[Document]
We’re not trying to replace people’s experience with the Scriptures. We are trying to provide a tool that makes them coherent, understandable, and approachable.

How do your videos point to that?

We want to make them accessible and easy and that churches would want to adopt and use. 

Okay. So even if you are throwing them up on YouTube for some guy to find all by himself, the intent is for communities to use them.

Totally. They are getting airtime in churches all over the planet. It’s really cool! 

I’m a huge fan of people not trying reading the Bible on their own. I think you can do so, but we only stand to be enriched and helped when we read them in community. So I think the videos are a way of reading the Bible in community and helping give people tools. Nothing replaces a community of disciples learning to follow Jesus, immersing themselves in the scriptures, and being a people of the scriptures. That’s an irreplaceable factor.

It comes back to discipleship, just like with the artists.

Yes, that’s exactly right. So in that sense, we are creating a tool that helps people do what is the most important thing, but it’s also a form of outreach.

[Task inputs]
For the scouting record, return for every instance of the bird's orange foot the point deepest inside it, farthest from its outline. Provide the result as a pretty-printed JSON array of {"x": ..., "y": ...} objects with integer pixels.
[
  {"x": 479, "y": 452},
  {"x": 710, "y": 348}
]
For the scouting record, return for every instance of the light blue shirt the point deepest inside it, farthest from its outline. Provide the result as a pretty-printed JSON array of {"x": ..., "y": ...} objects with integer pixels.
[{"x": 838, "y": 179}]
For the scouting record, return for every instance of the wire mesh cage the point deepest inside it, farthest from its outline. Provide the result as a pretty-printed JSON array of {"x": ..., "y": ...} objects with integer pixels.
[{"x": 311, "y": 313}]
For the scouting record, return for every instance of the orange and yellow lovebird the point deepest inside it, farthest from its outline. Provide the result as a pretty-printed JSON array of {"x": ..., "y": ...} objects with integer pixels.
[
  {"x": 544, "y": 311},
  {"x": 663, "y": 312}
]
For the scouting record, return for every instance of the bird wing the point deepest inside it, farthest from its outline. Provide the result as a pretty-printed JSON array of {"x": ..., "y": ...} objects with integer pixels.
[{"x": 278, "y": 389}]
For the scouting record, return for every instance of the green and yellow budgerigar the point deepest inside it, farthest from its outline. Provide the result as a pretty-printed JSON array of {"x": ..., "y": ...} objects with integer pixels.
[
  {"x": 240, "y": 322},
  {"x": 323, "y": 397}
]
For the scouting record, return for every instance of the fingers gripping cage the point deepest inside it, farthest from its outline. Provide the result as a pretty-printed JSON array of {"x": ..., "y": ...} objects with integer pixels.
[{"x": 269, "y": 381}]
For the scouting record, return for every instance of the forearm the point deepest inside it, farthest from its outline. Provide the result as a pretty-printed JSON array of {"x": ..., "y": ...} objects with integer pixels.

[Directive 1] Translate this sentence from the interview into Spanish: "Nothing replaces a community of disciples learning to follow Jesus, immersing themselves in the scriptures, and being a people of the scriptures."
[Directive 2] Reproduce the records word for word, starting at the line containing "For the scouting record, return for every instance of the green" and running through the last line of the records.
The records are unrelated to the interview.

[Exercise result 1] Nada reemplaza a una comunidad de discípulos que aprenden a seguir a Jesús, que se sumergen en las Escrituras y que son un pueblo de las Escrituras.

[Exercise result 2]
For the scouting record, return for every instance of the green and yellow budgerigar the point deepest inside it, farthest from its outline. Provide the result as a pretty-printed JSON array of {"x": ..., "y": ...} objects with integer pixels.
[
  {"x": 240, "y": 322},
  {"x": 323, "y": 397}
]
For the scouting record, return for every instance of the fingers gripping cage the point deepest inside it, farthest from its outline. Provide the result as a pretty-printed JSON array of {"x": ..., "y": ...} objects with integer pixels.
[{"x": 269, "y": 381}]
For the scouting record, return for every instance of the forearm the point deepest inside it, farthest from its outline. Provide the result as a pretty-printed JSON array of {"x": ..., "y": ...} objects with integer pixels.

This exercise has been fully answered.